### Texto do documento
>>>>

Caso 5: Natan (número do processo: 0075887162022819001)
A história contada em auto pelos policiais (Augusto Mendes Nunes e Raphael Malafaia) segue o de praxe: foram surpreendidos pelos ataques de Natan Oliveira de Almeida, 21, que atirava do interior de um beco, próximo à rua Farci Vargas, quando revidaram e, ao se aproximar, encontraram o garoto ainda em vida, necessitado de socorro. Mais um caso sem perícia de local de crime, Natan segue na linha das vítimas com marcas de execução no corpo. Neste caso, o antebraço e a palma da mão foram perfurados em pontos que indicam que ele possa ter posto a mão na frente do corpo ou da cabeça, a fim de instintivamente se proteger da morte.
Laudo adulterado
O MPRJ entrou com duas denúncias em caso de morte de civis. Uma pelas mortes de Richard Gabriel da Silva Ferreira e Isaac Pinheiro de Oliveira, cujo processo foi descartado eventualmente pelos juízes e desembargadores, que consideraram os testemunhos e os laudos favoráveis às vítimas insuficientes para dar continuidade ao processo. E a outra foi a morte de Omar Pereira da Silva, que foi executado no quarto de uma criança de nove anos enquanto ela e sua família se encontravam na residência. Eles tiveram que deixar a favela e seguem com acompanhamento psicológico para lidar com o trauma.
Além do testemunho de que Omar estava desarmado e rendido quando foi morto, há também o fato de que o laudo cadavérico ignorou a ferida de projétil no pé dele, focando apenas na do torso, como se ele não estivesse já gravemente machucado quando foi assassinado. Houve, ainda, um segundo relatório de perícia de local de crime, de cunho complementar, que contradizia o primeiro sobre indícios de confronto. No caso, inicialmente, acreditava-se que não havia sinal de confronto na casa. Depois, porém, a polícia, após o caso já ter virado denúncia, surgiu com um documento atestando o oposto. Isso levantou suspeita por parte das autoridades e, neste momento, o Ministério Público investiga se o laudo foi fraudulento ou não.

<<<<

### Exercícios
a - Transcreva literalmente, do texto sobre as mortes de civis em ações policiais, o trecho que começa com as palavras "Laudo adulterado" e termina com "com o trauma.".
b - Segundo o texto sobre as mortes de civis em ações policiais, em que cômodo Omar Pereira da Silva foi executado?
c - Prossiga o texto sobre as mortes de civis em ações policiais a partir da última frase apresentada.

### Registros extraídos
>>>>

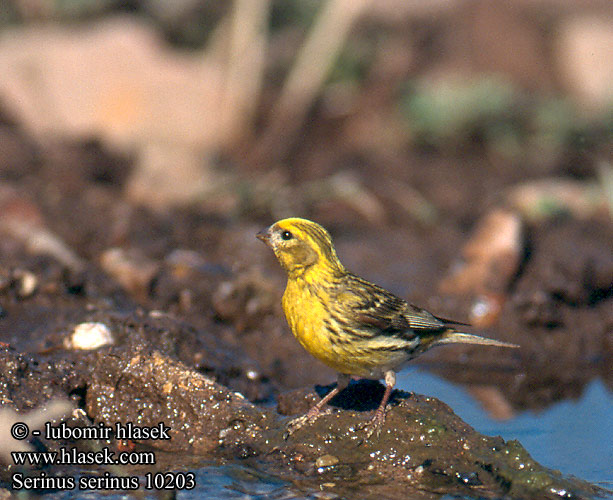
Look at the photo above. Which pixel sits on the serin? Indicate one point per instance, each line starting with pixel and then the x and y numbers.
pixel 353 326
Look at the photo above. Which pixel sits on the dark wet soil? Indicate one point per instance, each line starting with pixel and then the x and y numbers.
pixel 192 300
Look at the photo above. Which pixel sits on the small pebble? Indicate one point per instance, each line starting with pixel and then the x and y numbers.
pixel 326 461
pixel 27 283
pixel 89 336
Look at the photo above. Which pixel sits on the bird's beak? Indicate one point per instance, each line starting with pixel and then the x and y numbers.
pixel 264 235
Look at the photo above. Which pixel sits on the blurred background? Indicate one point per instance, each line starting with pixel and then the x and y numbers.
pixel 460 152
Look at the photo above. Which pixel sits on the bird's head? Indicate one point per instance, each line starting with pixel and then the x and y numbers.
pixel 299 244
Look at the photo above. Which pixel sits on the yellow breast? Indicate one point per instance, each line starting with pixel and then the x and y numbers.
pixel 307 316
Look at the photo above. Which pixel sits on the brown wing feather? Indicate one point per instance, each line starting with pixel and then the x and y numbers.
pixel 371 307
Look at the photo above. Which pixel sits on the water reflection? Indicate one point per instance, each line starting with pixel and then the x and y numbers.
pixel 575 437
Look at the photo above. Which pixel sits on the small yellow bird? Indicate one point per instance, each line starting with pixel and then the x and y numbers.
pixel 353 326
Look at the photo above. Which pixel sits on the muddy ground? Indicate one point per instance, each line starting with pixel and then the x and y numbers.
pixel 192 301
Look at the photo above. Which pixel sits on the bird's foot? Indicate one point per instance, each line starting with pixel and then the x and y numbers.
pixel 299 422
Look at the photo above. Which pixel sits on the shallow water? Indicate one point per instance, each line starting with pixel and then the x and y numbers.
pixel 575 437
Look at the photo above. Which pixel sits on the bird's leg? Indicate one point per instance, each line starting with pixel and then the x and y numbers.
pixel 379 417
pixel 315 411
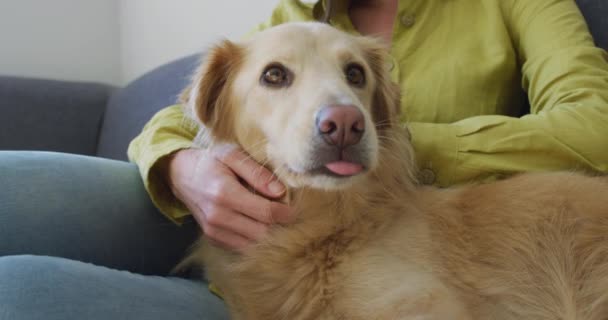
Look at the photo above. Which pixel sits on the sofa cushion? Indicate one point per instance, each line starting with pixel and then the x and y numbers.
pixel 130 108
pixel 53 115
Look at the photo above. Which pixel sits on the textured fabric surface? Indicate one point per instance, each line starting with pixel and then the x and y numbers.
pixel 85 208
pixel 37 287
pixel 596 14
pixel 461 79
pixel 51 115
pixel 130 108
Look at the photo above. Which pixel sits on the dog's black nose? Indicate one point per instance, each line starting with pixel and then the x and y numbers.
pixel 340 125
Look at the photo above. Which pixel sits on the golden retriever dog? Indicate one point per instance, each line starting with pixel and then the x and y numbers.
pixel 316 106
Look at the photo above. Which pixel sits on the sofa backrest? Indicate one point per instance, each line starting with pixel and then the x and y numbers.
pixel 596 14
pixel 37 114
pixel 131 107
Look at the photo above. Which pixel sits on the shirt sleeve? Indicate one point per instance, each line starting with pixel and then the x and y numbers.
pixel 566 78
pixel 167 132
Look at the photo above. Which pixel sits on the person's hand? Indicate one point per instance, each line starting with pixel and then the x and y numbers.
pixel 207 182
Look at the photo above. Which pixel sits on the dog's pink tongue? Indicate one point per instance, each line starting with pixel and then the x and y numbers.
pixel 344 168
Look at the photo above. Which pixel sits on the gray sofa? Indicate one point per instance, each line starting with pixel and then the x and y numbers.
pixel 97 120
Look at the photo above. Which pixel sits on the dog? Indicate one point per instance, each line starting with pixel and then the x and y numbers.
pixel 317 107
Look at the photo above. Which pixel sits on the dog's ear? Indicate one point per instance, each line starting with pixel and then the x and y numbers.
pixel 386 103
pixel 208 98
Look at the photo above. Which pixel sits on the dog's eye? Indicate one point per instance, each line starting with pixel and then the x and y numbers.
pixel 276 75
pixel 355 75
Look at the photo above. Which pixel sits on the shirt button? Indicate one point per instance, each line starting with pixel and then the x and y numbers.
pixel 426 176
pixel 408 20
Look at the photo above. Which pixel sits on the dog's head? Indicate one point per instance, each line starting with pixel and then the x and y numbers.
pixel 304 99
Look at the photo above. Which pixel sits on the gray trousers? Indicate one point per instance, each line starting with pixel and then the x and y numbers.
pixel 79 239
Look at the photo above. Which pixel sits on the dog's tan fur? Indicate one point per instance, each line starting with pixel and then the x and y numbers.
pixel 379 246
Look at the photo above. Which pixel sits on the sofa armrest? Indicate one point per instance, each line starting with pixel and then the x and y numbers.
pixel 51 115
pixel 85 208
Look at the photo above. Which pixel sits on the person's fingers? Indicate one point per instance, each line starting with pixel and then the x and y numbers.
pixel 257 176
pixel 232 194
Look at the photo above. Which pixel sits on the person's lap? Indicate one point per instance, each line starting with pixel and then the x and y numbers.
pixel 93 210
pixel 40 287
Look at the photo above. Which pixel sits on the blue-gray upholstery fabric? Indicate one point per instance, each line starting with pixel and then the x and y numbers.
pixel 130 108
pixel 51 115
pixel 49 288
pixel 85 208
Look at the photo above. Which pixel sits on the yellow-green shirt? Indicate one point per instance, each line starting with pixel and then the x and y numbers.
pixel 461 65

<<<<

### Questões resolvidas
a -
Laudo adulterado
O MPRJ entrou com duas denúncias em caso de morte de civis. Uma pelas mortes de Richard Gabriel da Silva Ferreira e Isaac Pinheiro de Oliveira, cujo processo foi descartado eventualmente pelos juízes e desembargadores, que consideraram os testemunhos e os laudos favoráveis às vítimas insuficientes para dar continuidade ao processo. E a outra foi a morte de Omar Pereira da Silva, que foi executado no quarto de uma criança de nove anos enquanto ela e sua família se encontravam na residência. Eles tiveram que deixar a favela e seguem com acompanhamento psicológico para lidar com o trauma.

b - No quarto de uma criança de nove anos.

c -
“O setor está fazendo um trabalho bem elaborado e minucioso”, explicou o promotor Cardoso sobre a investigação da perícia complementar.
O que dizem as autoridades
Procurada pela Ponte, a Polícia Civil não retornou às perguntas.
A juíza Elizabeth Machado Louro respondeu que acompanhou o trabalho dos promotores de perto, tanto que nem precisaria ler a investigação toda. Ela também contou que o então chefe da Polícia Civil, Allan Turnowski, foi ao seu gabinete pedir para que ela não aceitasse os pedidos de denúncia protocolados pelo MPRJ, tendo até sido um tanto grosseiro com a magistrada.
O promotor que liderou a força-tarefa formada pelo MPRJ para investigação independente do caso, André Cardoso, explicou que o Ministério Público fez tudo o que podia: “Tomamos muita porta na cara. Muitas pessoas não quiseram depor, inclusive trocaram o número de telefone para não falar com a gente. É um tipo de investigação bastante difícil, com muitas nuances. Em diversas situações não foi possível a perícia de local e faltava preservação.” Sua reclamação quanto à falta de material probatório mínimo conflui com as reclamações da juíza, para quem a Polícia Civil não foi suficientemente colaborativa, tornando difícil a produção de provas para validar uma denúncia.
Alteração em 13/3, às 11h – A reportagem retirou trecho em que a mãe de um mortos dizia que vítimas da chacina estavam “travados” de cocaína, após a mesma fonte ter procurado a Ponte para dizer que não foi compreendida corretamente e que não reconhecia a declaração. Como o repórter não gravou a entrevista e a direção da Ponte não conseguiu verificar o que foi dito, optou pela retirada deste trecho.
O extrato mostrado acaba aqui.